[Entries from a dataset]
□ □ □
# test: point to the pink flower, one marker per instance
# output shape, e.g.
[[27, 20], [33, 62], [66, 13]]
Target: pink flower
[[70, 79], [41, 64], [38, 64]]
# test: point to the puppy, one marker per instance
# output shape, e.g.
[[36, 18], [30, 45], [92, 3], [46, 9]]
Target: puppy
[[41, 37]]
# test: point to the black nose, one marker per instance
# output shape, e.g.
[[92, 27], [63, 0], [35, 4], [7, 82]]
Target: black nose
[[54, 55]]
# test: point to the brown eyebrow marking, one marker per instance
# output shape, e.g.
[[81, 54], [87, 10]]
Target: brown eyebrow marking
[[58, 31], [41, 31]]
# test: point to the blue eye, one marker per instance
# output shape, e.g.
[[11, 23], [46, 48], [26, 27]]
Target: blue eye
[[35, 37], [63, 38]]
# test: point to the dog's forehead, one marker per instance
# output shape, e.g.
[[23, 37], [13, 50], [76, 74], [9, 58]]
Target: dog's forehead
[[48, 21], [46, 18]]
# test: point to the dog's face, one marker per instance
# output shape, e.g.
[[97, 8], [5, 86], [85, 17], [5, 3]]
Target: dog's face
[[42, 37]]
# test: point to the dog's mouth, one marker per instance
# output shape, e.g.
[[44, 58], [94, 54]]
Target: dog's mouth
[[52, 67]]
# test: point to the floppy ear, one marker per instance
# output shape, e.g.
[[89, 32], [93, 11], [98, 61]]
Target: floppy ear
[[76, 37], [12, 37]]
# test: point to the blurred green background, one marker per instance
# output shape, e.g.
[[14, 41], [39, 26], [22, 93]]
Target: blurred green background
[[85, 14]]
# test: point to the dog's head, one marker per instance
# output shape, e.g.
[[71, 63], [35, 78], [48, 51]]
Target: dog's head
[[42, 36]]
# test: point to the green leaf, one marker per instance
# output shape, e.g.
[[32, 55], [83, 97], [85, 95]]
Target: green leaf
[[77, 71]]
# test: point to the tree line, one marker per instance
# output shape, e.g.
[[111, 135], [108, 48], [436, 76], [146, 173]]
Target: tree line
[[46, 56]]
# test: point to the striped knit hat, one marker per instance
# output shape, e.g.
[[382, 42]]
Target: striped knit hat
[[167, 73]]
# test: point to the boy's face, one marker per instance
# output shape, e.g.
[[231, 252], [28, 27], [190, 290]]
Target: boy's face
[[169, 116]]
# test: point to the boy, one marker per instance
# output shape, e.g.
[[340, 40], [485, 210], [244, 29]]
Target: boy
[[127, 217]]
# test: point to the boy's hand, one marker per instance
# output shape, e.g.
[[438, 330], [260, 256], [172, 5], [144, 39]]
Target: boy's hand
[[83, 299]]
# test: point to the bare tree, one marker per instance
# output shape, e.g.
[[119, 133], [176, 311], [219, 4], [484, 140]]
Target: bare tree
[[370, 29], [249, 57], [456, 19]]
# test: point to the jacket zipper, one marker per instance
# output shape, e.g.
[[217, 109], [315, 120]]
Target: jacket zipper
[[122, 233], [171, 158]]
□ □ □
Rewrite the records from the line containing "# test: point to the dog's face, one" through the line containing "[[83, 299]]", swapping "floppy ear" for "droopy ear" and leaving everything else unchanged.

# test: point to the dog's face, one marker per instance
# output shape, e.g.
[[97, 8], [5, 86], [85, 17], [5, 3]]
Target: dog's face
[[42, 37]]
# test: point to the dog's mouth, one marker per instance
# output shape, e.g.
[[44, 58], [94, 54]]
Target: dog's mouth
[[52, 67]]
# test: point to the droopy ear, one marker per instance
# output shape, e.g.
[[89, 32], [93, 11], [98, 61]]
Target: droopy ear
[[76, 37], [12, 37]]
# test: point to the blurred green background, one marker per instance
# output shape, e.g.
[[14, 41], [39, 26], [22, 93]]
Target: blurred green background
[[85, 14]]
# test: point to the dog's head, one marker per instance
# output shape, e.g.
[[71, 63], [35, 78], [48, 51]]
Target: dog's head
[[42, 36]]
# test: point to the green leaf, one marker per instance
# output shape, e.g.
[[32, 55], [83, 97], [85, 95]]
Target: green leaf
[[77, 71]]
# test: point to the tree line, one marker per instance
# output shape, e.g.
[[111, 135], [108, 48], [436, 76], [146, 173]]
Target: tree line
[[46, 56]]
# test: point to the striped knit hat, one marker per instance
# output shape, e.g.
[[382, 42]]
Target: striped knit hat
[[167, 73]]
# test: point to the boy's face, one marker per instance
# output shape, e.g.
[[231, 252], [28, 27], [190, 290]]
Target: boy's face
[[169, 116]]
# test: point to the boy, one marker per instance
# output shape, e.g.
[[340, 40], [485, 210], [244, 29]]
Target: boy
[[127, 217]]
# test: point to the boy's hand, one marker per instance
# output shape, e.g.
[[438, 330], [260, 256], [172, 5], [144, 39]]
Target: boy's hand
[[83, 299]]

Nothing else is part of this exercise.